Directions for this task: Look through the entries below for the line that contains "of the bench", then set down that line and each one after it exactly, through the last.

============

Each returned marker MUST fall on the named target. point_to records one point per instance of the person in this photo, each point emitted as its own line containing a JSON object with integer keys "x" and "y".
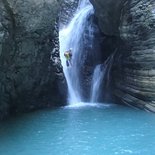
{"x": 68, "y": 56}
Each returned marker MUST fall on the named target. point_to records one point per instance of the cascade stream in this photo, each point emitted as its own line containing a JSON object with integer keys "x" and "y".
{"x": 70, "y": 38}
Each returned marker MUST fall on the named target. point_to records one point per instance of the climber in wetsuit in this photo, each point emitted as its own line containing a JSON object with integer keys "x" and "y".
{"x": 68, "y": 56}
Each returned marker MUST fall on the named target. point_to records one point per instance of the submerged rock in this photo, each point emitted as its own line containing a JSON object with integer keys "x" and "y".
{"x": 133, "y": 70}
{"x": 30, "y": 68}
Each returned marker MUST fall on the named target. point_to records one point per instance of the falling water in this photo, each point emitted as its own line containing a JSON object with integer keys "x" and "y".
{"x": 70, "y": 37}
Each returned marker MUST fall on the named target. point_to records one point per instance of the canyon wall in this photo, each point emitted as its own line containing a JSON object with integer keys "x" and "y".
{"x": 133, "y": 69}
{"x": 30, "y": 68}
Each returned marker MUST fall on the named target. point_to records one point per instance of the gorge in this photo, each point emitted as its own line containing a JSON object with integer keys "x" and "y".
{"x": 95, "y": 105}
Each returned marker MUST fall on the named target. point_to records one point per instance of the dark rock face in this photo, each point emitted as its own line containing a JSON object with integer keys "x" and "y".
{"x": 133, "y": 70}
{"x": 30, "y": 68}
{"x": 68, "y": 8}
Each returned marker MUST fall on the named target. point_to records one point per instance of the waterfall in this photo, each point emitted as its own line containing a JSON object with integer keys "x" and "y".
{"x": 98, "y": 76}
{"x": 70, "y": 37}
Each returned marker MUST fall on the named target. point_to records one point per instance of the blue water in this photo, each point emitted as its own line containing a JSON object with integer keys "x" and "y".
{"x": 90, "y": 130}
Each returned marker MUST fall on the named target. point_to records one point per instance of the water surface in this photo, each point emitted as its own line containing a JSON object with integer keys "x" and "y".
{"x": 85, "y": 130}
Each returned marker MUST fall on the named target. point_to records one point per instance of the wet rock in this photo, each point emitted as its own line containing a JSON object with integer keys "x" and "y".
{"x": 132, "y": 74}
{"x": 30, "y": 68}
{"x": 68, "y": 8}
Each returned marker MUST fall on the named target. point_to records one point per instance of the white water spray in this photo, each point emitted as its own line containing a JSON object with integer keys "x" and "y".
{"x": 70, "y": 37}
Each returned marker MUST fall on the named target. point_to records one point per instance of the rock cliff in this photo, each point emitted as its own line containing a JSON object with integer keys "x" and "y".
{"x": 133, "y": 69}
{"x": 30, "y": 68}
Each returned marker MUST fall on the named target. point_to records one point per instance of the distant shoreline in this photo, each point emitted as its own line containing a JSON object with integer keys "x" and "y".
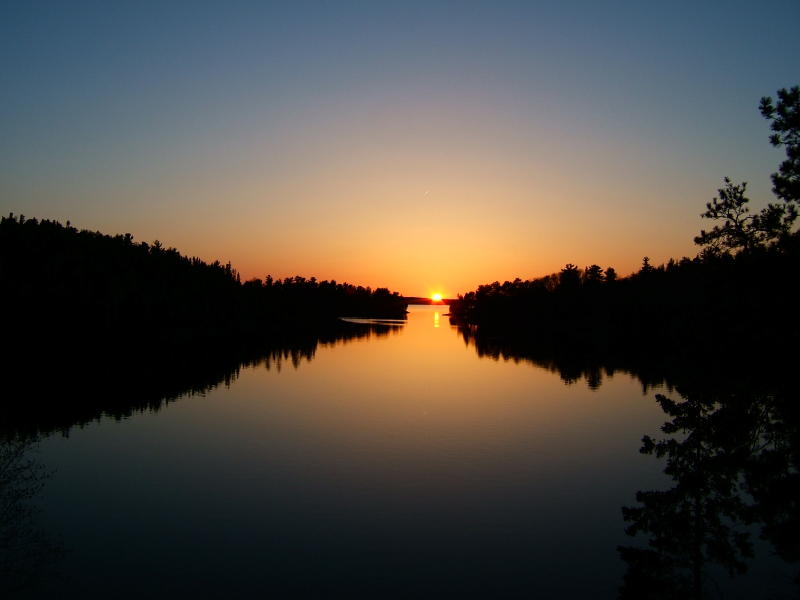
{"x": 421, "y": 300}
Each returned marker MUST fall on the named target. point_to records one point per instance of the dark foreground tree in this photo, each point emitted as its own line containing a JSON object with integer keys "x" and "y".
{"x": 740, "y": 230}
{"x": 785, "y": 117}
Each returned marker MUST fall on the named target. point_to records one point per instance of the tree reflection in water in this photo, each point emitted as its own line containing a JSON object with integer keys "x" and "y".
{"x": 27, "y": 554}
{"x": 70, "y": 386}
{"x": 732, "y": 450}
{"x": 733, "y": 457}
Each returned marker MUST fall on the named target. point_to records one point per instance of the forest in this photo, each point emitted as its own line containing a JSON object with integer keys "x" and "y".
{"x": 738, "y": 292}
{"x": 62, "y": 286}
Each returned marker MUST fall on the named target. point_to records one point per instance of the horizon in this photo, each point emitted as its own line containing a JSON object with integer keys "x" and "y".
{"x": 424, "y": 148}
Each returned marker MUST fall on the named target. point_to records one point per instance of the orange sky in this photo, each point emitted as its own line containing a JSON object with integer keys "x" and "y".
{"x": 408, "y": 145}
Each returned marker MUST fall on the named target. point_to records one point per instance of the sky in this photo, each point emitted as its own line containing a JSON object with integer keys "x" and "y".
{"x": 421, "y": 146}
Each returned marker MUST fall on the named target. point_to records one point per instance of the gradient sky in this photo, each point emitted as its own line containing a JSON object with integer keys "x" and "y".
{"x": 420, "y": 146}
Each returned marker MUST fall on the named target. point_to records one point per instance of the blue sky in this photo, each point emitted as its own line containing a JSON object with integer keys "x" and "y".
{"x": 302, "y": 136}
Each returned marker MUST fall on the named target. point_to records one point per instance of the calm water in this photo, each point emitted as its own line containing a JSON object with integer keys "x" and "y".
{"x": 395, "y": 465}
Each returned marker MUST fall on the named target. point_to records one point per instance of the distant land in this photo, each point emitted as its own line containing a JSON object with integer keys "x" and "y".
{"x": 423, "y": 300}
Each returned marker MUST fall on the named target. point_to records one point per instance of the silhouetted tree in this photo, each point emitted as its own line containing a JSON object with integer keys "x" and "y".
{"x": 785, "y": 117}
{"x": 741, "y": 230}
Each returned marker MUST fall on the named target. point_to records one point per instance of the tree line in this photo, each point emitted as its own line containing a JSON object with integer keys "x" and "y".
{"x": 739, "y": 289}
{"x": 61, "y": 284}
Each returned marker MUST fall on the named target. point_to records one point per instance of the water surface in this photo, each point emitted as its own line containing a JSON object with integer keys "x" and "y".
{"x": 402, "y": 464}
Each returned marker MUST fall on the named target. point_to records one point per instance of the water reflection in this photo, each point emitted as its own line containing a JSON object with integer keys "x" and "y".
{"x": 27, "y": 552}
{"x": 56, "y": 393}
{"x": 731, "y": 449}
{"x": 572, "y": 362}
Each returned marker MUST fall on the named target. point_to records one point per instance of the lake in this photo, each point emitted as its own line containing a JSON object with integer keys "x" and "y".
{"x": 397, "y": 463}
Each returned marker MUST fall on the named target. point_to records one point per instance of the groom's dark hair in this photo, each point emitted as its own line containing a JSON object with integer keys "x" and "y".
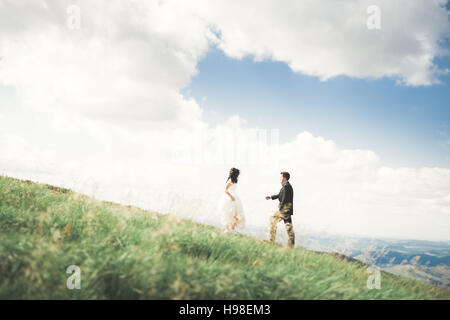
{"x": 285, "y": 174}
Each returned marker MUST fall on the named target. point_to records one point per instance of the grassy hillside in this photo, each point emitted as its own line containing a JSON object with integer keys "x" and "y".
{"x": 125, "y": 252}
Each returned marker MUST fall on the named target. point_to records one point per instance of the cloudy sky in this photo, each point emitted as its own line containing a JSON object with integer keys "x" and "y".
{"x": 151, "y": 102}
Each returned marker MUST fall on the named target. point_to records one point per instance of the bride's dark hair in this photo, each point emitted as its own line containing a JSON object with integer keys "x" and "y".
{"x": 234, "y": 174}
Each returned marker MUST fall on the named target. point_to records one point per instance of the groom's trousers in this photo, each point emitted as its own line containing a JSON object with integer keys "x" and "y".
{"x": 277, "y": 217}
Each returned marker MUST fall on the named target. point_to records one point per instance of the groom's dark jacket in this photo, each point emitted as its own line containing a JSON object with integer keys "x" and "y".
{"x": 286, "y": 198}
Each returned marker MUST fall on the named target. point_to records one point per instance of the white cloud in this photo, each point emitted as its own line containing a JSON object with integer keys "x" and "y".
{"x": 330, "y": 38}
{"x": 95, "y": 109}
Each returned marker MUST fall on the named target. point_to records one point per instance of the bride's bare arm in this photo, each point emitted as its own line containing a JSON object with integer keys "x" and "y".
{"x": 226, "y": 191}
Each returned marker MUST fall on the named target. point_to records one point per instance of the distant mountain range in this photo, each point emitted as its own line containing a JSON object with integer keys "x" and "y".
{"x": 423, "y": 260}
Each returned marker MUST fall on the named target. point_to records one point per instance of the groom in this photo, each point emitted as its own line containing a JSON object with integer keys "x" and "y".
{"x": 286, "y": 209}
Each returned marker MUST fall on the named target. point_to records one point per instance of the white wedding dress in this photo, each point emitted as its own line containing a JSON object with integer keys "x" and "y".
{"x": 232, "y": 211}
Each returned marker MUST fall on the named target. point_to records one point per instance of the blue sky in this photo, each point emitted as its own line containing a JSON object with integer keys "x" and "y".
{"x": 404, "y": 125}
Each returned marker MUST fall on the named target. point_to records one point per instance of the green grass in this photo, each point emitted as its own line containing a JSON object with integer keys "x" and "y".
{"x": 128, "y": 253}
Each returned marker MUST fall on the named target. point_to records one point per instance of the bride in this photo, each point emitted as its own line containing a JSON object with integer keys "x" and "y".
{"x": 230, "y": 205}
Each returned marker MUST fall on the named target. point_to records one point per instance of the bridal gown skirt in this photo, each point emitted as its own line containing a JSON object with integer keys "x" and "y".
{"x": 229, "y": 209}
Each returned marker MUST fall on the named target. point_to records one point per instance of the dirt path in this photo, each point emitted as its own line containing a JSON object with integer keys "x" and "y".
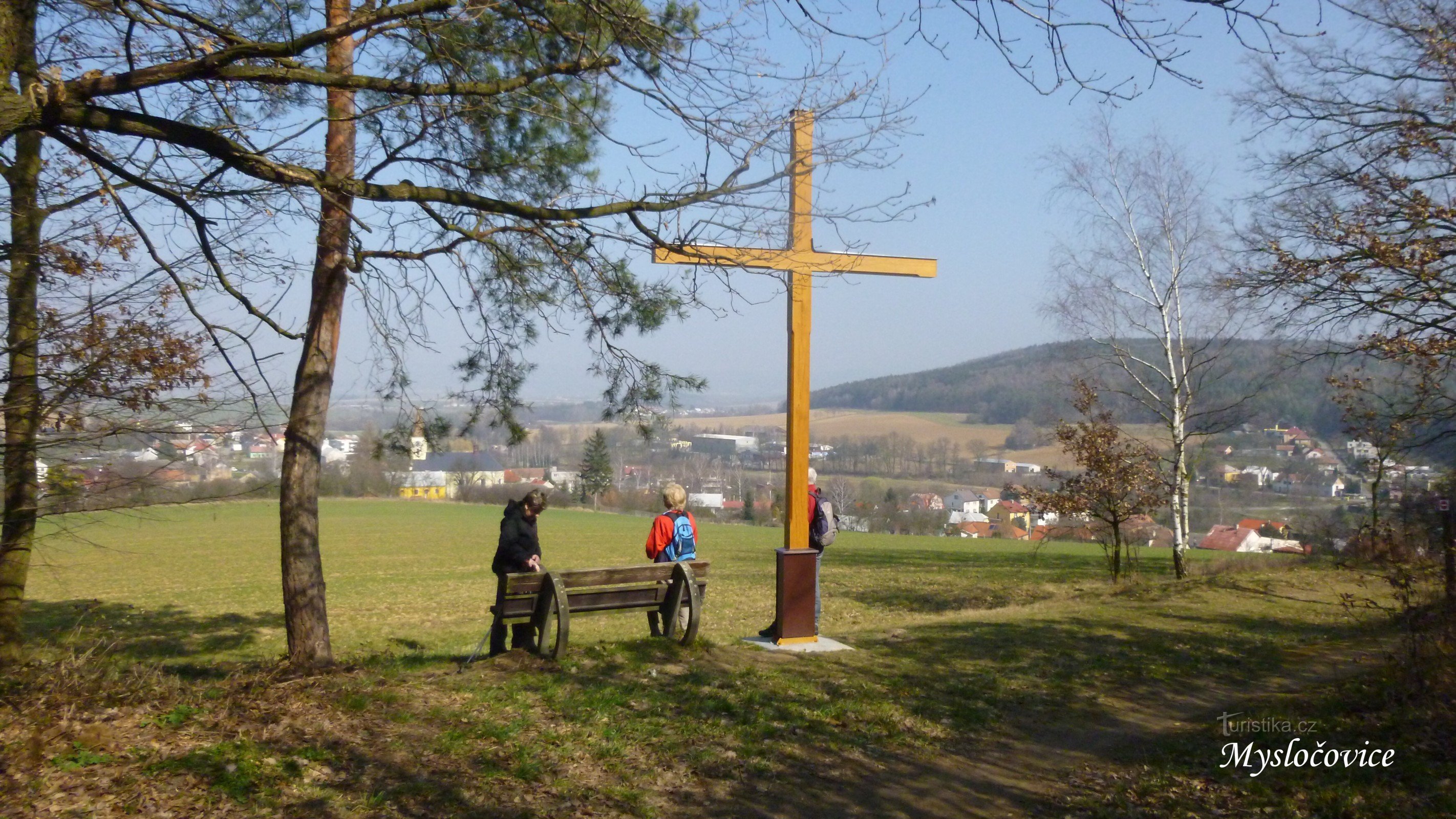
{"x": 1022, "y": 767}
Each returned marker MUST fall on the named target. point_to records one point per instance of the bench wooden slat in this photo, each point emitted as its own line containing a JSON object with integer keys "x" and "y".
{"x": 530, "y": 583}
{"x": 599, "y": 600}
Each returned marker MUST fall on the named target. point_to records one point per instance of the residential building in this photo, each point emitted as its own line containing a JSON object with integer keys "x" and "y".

============

Task answer:
Each returned marker MUST fall on the named target. point_to records one point per instance of the bench wooden slat in this photo, each point emitted as its own line containing a JSON object with integer keys "x" and "y".
{"x": 530, "y": 583}
{"x": 599, "y": 600}
Each returned marker MUST fall on the named target. point_to records one point per instance of the residential building in this photo, each point emitted as its own line containing a JSON object with integer keys "x" and "y".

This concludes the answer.